Luana Lopes Lara, a former ballerina trained at the prestigious Bolshoi, has emerged as a major figure in tech by becoming the world’s youngest self-made female billionaire. After leaving dance to study computer science at MIT, she co-founded Kalshi in 2018, a prediction markets platform allowing users to bet on real-world events such as elections, weather outcomes, or economic indicators. Kalshi’s explosive growth in 2025, pushing its valuation beyond 11 billion dollars, propelled Lara into the very exclusive circle of billionaire entrepreneurs under thirty.
 
Kalshi stands out for its regulatory compliance and its positioning as an information market rather than a pure speculative tool. This approach enabled it to gain the trust of institutional users while also attracting a young, tech-savvy audience. By capitalizing on the rise of prediction markets and building robust infrastructure, Kalshi has become a leading player in the sector, blending finance, data, and technological innovation.

| QUESTIONS |
1. Copy the Kalshi passage word for word, between "Kalshi stands out" and "and technological innovation.", inclusive.
2. Answer these questions using the Kalshi passage:
(a) Where did Luana Lopes Lara train as a ballerina?
(b) In what year did she co-found Kalshi?
(c) Whose trust did Kalshi gain through its approach, and what audience did it also attract?
3. Extend the Kalshi passage with new text that begins after its final sentence.

| SUPPLIED INFORMATION |
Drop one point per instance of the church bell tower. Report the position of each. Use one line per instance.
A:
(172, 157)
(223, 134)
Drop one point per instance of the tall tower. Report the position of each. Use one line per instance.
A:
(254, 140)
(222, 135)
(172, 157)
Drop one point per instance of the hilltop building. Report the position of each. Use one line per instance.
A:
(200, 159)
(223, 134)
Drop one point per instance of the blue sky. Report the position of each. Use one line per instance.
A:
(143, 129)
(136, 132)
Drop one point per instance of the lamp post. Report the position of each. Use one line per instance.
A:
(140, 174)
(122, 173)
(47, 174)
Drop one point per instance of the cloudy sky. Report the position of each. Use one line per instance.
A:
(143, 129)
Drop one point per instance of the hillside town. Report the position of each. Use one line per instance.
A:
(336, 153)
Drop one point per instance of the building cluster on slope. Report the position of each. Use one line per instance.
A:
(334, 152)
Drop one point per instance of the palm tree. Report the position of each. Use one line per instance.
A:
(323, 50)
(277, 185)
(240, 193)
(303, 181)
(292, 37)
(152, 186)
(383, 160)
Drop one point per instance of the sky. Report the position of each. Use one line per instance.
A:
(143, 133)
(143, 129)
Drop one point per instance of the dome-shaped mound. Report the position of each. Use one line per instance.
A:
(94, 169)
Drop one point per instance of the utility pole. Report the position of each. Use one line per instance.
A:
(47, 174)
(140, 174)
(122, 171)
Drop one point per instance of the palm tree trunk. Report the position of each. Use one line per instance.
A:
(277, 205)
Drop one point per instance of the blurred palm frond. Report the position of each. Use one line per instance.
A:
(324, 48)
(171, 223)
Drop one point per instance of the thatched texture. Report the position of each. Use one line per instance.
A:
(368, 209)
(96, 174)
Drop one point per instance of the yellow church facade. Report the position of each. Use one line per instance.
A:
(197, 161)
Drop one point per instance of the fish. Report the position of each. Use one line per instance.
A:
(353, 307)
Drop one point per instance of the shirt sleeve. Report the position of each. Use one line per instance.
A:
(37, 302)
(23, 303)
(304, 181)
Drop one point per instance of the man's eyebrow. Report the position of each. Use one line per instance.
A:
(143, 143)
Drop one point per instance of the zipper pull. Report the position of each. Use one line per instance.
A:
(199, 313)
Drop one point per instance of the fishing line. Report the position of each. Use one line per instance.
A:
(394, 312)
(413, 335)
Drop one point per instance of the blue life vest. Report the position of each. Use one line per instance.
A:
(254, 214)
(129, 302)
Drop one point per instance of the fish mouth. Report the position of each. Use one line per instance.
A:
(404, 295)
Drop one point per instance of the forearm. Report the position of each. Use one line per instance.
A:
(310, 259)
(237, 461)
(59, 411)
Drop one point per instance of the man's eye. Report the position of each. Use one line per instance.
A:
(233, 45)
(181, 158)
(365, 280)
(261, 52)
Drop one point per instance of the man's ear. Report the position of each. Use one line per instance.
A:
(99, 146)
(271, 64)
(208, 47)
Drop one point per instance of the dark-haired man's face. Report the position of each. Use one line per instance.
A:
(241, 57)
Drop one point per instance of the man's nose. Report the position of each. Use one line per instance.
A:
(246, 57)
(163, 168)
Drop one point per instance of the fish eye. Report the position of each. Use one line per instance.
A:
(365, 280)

| RESULTS BY TASK |
1.
Kalshi stands out for its regulatory compliance and its positioning as an information market rather than a pure speculative tool. This approach enabled it to gain the trust of institutional users while also attracting a young, tech-savvy audience. By capitalizing on the rise of prediction markets and building robust infrastructure, Kalshi has become a leading player in the sector, blending finance, data, and technological innovation.

2.
(a) At the Bolshoi.
(b) 2018.
(c) It gained the trust of institutional users and attracted a young, tech-savvy audience.

3.
Luana Lopes Lara’s journey is striking for her ability to navigate radically different worlds. Transitioning from classical ballet to software engineering and then fintech requires rare discipline and exceptional adaptability. Her unconventional path illustrates how rigor, resilience, and creativity can translate into high-level entrepreneurship and lead to remarkable success.
 
Kalshi’s rise may permanently reshape perceptions of prediction markets. By entering the sphere of major tech players, the platform opens the door to a new class of financial instruments where event analysis and collective participation take center stage. Luana Lopes Lara thus embodies a new generation of entrepreneurs capable of challenging conventions, combining vision with execution, and redefining the boundaries between finance, information, and technology.